* **Selected passage**
"""

The Washington State Capitol The states of Washington, Texas, Arizona, and Michigan have joined a growing list of states considering so-called "conscience clause" legislation, that would allow health care providers (including therapists) to refuse to treat specific types of clients based on the therapist's religious beliefs. Kansas governor Sam Brownback signed such bill into law in March, and a Kentucky bill was passed into law earlier this year through an override of the Governor's veto.

While some states have designed such bills specifically for health care settings, most of the recent conscience clause bills apply to all work settings that require state licensure or other involvement of state government. They use language very similar to that of the successful Kentucky bill:

"Government shall not substantially burden a person's freedom of religion. The right to act or refuse to act in a manner motivated by a sincerely held religious belief may not be substantially burdened unless the government proves by clear and convincing evidence that it has a compelling governmental interest in infringing the specific act or refusal to act and has used the least restrictive means to further that interest. A 'burden' shall include indirect burdens such as withholding benefits, assessing penalties, or an exclusion from programs or access to facilities."
As I mentioned in my earlier discussion of the Kentucky law, such language in any state would make it exceedingly difficult for marriage and family therapy graduate programs (if they receive state funding) to discipline or expel students who plainly state their intent to discriminate when providing therapy services. It would also mean that state licensure boards would have a high burden when attempting to discipline the license of a therapist who was discriminatory in their practice.

"""

* **Supplied data**

"""

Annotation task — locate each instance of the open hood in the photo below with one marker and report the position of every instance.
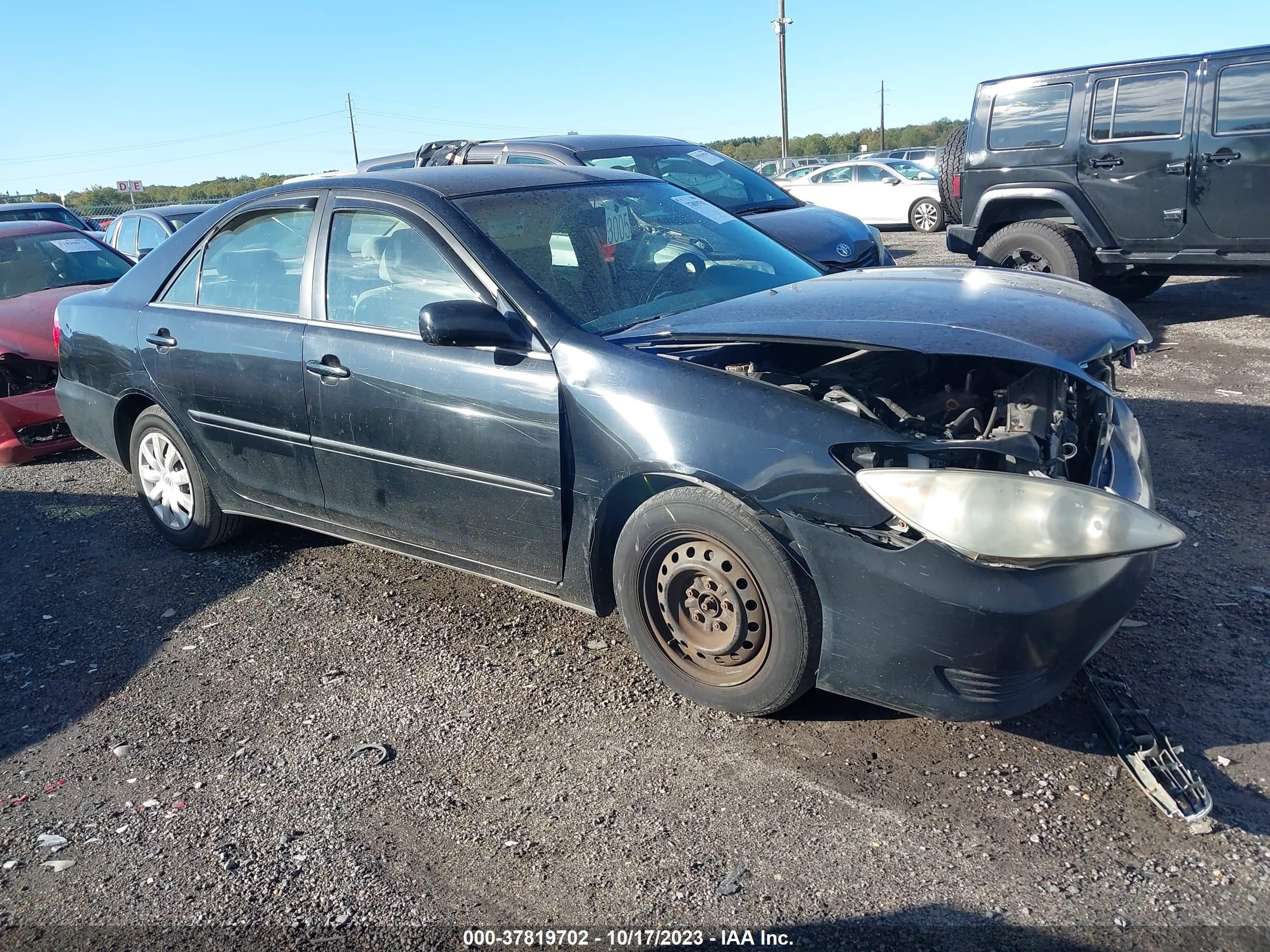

"""

* **Work instructions**
1. From the passage on conscience clause legislation, output everything from "As I mentioned" down to "in their practice.".
2. Translate this sentence from the passage on conscience clause legislation into French: "It would also mean that state licensure boards would have a high burden when attempting to discipline the license of a therapist who was discriminatory in their practice."

* **Results in order**
1.
As I mentioned in my earlier discussion of the Kentucky law, such language in any state would make it exceedingly difficult for marriage and family therapy graduate programs (if they receive state funding) to discipline or expel students who plainly state their intent to discriminate when providing therapy services. It would also mean that state licensure boards would have a high burden when attempting to discipline the license of a therapist who was discriminatory in their practice.

2. Cela signifierait aussi que les organismes d'octroi des licences de l'État porteraient une lourde charge lorsqu'ils tenteraient de sanctionner la licence d'un thérapeute ayant fait preuve de discrimination dans sa pratique.